**Problem requirements:**
Can you write out the records below again with "takes one pin" swapped for "gets one marker" everywhere it occurs, leaving everything else unchanged?

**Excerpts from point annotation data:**
________

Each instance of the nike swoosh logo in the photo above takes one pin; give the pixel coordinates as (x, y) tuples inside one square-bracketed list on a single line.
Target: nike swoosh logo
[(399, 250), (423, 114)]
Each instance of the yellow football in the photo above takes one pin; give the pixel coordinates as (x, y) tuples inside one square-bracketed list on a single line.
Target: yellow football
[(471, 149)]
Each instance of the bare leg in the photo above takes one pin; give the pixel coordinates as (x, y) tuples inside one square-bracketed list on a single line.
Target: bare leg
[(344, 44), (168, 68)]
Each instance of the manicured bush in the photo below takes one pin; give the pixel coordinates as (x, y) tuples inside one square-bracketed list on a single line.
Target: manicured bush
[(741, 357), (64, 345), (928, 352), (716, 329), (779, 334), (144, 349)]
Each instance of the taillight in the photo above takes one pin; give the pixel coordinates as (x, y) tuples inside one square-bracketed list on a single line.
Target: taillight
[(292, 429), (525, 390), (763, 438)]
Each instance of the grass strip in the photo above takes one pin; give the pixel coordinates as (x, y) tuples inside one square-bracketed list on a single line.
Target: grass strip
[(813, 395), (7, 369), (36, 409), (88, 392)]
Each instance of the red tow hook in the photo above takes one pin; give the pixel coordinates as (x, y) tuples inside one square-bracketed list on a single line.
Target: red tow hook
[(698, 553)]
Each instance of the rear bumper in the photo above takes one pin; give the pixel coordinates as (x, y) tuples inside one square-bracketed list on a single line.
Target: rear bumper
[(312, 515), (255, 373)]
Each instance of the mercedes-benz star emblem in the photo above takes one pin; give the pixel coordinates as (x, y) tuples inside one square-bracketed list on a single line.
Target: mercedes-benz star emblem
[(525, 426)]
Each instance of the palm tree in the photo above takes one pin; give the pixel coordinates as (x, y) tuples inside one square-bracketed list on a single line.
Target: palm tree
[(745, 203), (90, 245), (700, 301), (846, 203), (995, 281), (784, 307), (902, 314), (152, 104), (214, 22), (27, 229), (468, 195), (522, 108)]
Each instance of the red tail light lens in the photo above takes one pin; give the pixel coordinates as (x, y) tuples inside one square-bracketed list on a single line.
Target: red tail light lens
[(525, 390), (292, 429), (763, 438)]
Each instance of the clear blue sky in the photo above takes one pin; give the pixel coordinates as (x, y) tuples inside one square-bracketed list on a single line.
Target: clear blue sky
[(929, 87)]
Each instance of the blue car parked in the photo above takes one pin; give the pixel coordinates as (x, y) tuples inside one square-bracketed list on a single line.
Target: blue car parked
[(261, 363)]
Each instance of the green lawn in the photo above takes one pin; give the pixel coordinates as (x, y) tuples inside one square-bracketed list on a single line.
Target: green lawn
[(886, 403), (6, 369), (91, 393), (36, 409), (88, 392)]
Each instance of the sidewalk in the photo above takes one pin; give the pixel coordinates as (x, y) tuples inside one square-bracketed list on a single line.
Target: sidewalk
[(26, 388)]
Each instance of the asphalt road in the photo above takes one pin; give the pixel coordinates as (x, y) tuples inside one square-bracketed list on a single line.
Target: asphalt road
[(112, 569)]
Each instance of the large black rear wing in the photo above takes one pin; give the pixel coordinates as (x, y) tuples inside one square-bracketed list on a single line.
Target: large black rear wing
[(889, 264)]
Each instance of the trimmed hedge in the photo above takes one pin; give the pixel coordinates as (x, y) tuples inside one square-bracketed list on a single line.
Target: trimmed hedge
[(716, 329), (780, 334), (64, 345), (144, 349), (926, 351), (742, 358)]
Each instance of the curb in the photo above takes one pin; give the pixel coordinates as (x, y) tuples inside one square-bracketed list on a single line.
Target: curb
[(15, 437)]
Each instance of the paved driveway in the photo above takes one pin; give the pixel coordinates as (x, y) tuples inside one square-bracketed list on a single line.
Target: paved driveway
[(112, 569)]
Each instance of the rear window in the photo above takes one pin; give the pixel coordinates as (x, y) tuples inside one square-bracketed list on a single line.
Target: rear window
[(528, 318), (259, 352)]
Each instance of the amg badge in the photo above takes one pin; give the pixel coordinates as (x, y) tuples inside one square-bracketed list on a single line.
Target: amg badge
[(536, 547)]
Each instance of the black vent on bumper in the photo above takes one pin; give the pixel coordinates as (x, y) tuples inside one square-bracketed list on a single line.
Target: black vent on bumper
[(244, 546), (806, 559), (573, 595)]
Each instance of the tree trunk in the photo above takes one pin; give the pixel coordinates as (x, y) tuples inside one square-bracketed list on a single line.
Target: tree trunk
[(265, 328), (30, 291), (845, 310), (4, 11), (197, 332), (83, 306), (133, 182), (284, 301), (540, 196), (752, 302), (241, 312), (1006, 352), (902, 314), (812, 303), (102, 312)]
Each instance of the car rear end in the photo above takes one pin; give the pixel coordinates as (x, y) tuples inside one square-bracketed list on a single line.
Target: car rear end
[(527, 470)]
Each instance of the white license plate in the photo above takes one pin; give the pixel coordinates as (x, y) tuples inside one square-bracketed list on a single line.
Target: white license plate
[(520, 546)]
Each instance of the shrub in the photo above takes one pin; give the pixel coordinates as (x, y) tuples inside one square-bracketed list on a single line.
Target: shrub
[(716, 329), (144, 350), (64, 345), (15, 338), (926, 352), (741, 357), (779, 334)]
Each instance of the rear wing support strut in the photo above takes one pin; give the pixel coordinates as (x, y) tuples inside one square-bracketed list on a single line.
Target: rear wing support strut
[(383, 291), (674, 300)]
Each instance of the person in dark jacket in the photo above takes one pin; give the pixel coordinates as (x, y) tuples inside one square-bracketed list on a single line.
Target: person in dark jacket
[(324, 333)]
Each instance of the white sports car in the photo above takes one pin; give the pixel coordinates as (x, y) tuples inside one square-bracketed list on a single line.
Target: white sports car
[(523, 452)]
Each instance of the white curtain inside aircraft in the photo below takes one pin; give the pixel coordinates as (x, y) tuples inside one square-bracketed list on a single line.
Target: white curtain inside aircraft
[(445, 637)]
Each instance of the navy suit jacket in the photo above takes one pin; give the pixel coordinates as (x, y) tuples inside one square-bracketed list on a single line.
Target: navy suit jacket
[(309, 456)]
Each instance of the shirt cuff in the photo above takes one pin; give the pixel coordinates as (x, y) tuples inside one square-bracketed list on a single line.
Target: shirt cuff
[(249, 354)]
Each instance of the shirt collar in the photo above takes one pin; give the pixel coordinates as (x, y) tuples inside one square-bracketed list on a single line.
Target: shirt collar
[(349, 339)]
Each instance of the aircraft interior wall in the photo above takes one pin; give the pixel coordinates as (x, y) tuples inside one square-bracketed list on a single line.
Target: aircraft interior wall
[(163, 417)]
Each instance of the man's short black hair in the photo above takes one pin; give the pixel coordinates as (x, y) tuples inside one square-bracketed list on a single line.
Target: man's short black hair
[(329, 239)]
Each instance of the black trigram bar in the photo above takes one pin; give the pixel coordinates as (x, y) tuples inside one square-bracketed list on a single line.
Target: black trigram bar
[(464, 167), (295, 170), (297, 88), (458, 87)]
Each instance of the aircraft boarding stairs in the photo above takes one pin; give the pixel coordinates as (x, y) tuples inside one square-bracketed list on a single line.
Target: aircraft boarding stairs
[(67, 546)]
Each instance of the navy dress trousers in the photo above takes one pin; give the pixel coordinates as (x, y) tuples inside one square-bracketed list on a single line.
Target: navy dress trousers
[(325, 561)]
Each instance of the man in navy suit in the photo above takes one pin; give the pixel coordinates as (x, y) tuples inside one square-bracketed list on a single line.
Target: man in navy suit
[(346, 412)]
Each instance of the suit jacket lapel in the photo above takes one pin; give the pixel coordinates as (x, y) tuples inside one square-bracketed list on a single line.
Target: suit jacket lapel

________

**Solved exercise:**
Each instance of the nike swoosh logo in the photo above gets one marker; give the pixel coordinates as (x, y) tuples inside one square-bracketed list on a single line.
Target: nike swoosh logo
[(399, 250), (423, 114)]
Each instance of the yellow football in the photo above gets one marker; give the pixel coordinates as (x, y) tuples inside one square-bracketed list on a single line.
Target: yellow football
[(471, 149)]
Each instance of the bare leg in the photo above gets one marker; give the pixel coordinates as (x, y) tuples inside one square-bracketed list on a single line.
Target: bare leg
[(344, 44), (168, 68)]
Each instance of the manicured bush in the photo below gets one marker; give the pixel coordinates as (x, y) tuples inside one square-bracketed list on a single line.
Target: manicured bush
[(741, 357), (64, 345), (928, 352), (716, 329), (779, 334), (144, 349)]
Each instance of the taillight in the photo above gets one marker; give the pixel coordinates as (x, y) tuples inside one square-bracketed list on a single line.
Target: taillight
[(292, 429), (525, 390), (763, 438)]
Each instance of the grass strip in the photo above gets one marker; give the pixel coordinates as (x, y) tuples inside one square-bracketed list on a single line.
Target: grass strip
[(813, 395), (7, 369), (36, 409), (88, 392)]
Each instance of the red tow hook in the photo above gets one marker; give the pixel coordinates as (x, y) tuples inside one square-bracketed list on a single line.
Target: red tow hook
[(698, 553)]
Each instance of the rear bumper in the photo above gets one marker; give the pixel coordinates as (x, y) tuples inside one square-bracketed list on a single line.
Target: rear bumper
[(312, 515), (255, 373)]
Each instance of the mercedes-benz star emblem in the photo above gets one marker; give the pixel coordinates as (x, y) tuples inside one square-bracketed list on a single line.
Target: mercedes-benz star emblem
[(525, 426)]
Each instance of the palm tree in the photo above gets one marker; give the pixel coordinates as (x, y) tuples inside one square-bracketed list on a single line.
Target: palm tree
[(745, 203), (90, 245), (700, 301), (846, 203), (995, 281), (784, 307), (902, 314), (152, 104), (214, 22), (27, 229), (468, 195), (522, 108)]
Each instance of the red tail light lens in the photo above gets one marker; give the pixel coordinates as (x, y) tuples inside one square-bracketed list on a single line.
Target: red tail light lens
[(525, 390), (292, 429), (763, 438)]
Each instance of the clear blue sky in the photo above gets one marker; give the pixel coordinates as (x, y) tuples inside one square-bracketed list on a single line.
Target: clear blue sky
[(929, 87)]
Each instance of the blue car parked in the photo above gets one marker; give the pixel coordinates as (x, y) tuples inside one square-bracketed list on a single line.
Target: blue car parked
[(261, 363)]
Each instance of the green lawn in the photo above gets one marker; give the pixel coordinates as (x, y) tuples inside one square-bracketed list on a single line.
Target: green lawn
[(886, 403), (6, 369), (91, 393), (36, 409), (88, 392)]
Each instance of the sidewalk in the photo above gets one marker; give the pixel coordinates as (x, y) tuples inside one square-bracketed list on a single line.
Target: sidewalk
[(26, 388)]
Each instance of the asphalt road in the photo above gets one marker; give the pixel coordinates as (x, y) tuples inside one square-bracketed list on a single line.
Target: asphalt road
[(112, 569)]
Each instance of the large black rear wing in the photo above gets one marker; give the pixel coordinates as (x, y) tuples inside one square-bracketed list on a single line.
Target: large black rear wing
[(889, 264)]
Each instance of the trimmed hedge in the photo above gets one marker; give the pixel coordinates as (x, y) tuples inside one square-bracketed list on a single line.
Target: trimmed hedge
[(716, 329), (780, 334), (64, 345), (144, 349), (926, 351), (742, 358)]
Each instance of the curb in the photo above gets one marker; give the pixel coordinates as (x, y) tuples inside one square-bracketed list on a single line.
Target: curb
[(15, 437)]
Each instance of the paved driveway in the photo above gets one marker; give the pixel coordinates as (x, y) tuples inside one square-bracketed list on a single line.
Target: paved driveway
[(112, 569)]
Each instance of the rear window in the photo above gets one marker; give the pixel coordinates as (x, y) tuples inside one square-bracketed list on a single line.
Target: rear window
[(528, 318), (259, 352)]
Each instance of the amg badge in the photo above gets one marker; give the pixel coordinates as (x, y) tuples inside one square-bracketed list on a single line.
Target: amg badge
[(536, 547)]
Each instance of the black vent on bumper in the photo above gets one marker; give the pixel coordinates as (x, y) tuples inside one square-bracketed list on a single line.
Target: black vent on bumper
[(244, 546), (806, 559), (573, 595)]
Each instance of the tree trunk in the photo above gets one marker; give the pixel coordinates as (x, y) tuples inside one square-bracketed list on a single line.
Target: tree trunk
[(265, 328), (30, 291), (845, 310), (4, 11), (197, 332), (83, 306), (133, 182), (284, 301), (540, 196), (752, 302), (241, 312), (1006, 352), (902, 314), (812, 303), (102, 312)]
Each instance of the car rear end in the photo above gets one marker; give the pixel coordinates as (x, y) tuples inside one square-bracketed list on a single line.
Target: car rear end
[(527, 470)]
Each instance of the white license plate in the photo above gets one marker; give the pixel coordinates as (x, y) tuples inside one square-bracketed list on a single line.
Target: white license plate
[(520, 546)]
Each instance of the shrub in the photo above gets one marker; give the pixel coordinates as (x, y) tuples inside one square-bracketed list on a single line.
Target: shrub
[(716, 329), (144, 350), (64, 345), (15, 338), (926, 352), (741, 357), (779, 334)]
Each instance of the rear wing support strut in the photo above gets one marker; give the pixel coordinates as (x, y) tuples inside one square-bracketed list on a single line.
Target: rear wing support strut
[(383, 291), (674, 300)]
Each instance of the person in dark jacket in the photo above gets one marker; give the pixel coordinates as (x, y) tuples inside one square-bracketed list on a single line.
Target: person in dark jacket
[(324, 333)]
Each instance of the white sports car in the photo above gets one marker; give the pixel coordinates as (x, y) tuples inside one square-bracketed list on a single line.
Target: white sports car
[(523, 452)]
Each instance of the white curtain inside aircraft in the photo below gets one marker; give the pixel coordinates as (x, y) tuples inside one square-bracketed list on a single line.
Target: white curtain inside aircraft
[(445, 637)]
Each instance of the navy suit jacket in the photo above gets one marker; give the pixel coordinates as (x, y) tuples inside one square-bracketed list on a single line.
Target: navy suit jacket
[(309, 456)]
Each instance of the shirt cuff in the photo above gets one marker; give the pixel coordinates as (x, y) tuples inside one square-bracketed list on a single line.
Target: shirt cuff
[(249, 354)]
Each instance of the shirt collar in the photo above gets one marker; give the pixel coordinates as (x, y) tuples inside one square-bracketed list on a single line.
Target: shirt collar
[(349, 339)]
Each instance of the aircraft interior wall in the photo above gets one marker; give the pixel coordinates as (x, y) tuples inside one square-bracketed list on a single line.
Target: aircraft interior wall
[(163, 417)]
Each instance of the man's short black hair in the photo above gets one marker; give the pixel coordinates as (x, y) tuples inside one square-bracketed list on a single line.
Target: man's short black hair
[(329, 239)]
Each instance of the black trigram bar in the photo above gets one marker; give the pixel coordinates as (x, y) tuples inside one square-bracketed list on a single line.
Target: black trigram bar
[(464, 167), (295, 170), (297, 88), (458, 87)]
Each instance of the aircraft boarding stairs in the photo above gets one marker; give the pixel coordinates as (x, y) tuples inside one square-bracketed list on a single line.
Target: aircraft boarding stairs
[(67, 546)]
Each instance of the navy dress trousers in the photo above gets one marker; give the pixel coordinates as (x, y) tuples inside one square-bracketed list on a single line.
Target: navy dress trousers
[(325, 561)]
Each instance of the man in navy suit in the photo above gets one marker; give the pixel coordinates as (x, y) tuples inside one square-bracketed list on a single line.
Target: man in navy suit
[(346, 412)]
Each instance of the suit jacket lapel in the photo above gets one marker; give the pixel coordinates as (x, y) tuples inside one square-bracketed list on a single line.
Target: suit jacket lapel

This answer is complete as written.